__WORK TO COMPLETE__
Copy out the listing below, replacing every "dot" with "point" and keeping everything else the same.

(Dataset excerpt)
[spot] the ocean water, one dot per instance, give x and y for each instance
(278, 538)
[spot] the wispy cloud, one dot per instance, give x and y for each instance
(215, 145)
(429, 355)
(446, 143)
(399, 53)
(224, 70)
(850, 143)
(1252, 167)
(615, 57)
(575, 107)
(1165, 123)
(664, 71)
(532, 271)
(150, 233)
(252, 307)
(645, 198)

__ANSWER TO THE EXERCISE__
[spot] the ocean water, one point per instance, give x and y for each instance
(278, 538)
[spot] the wispy cloud, one point per instance, give x and y for each instance
(215, 145)
(429, 355)
(446, 143)
(399, 53)
(224, 70)
(850, 143)
(1252, 167)
(615, 57)
(575, 107)
(1165, 123)
(664, 71)
(532, 271)
(150, 233)
(252, 307)
(645, 198)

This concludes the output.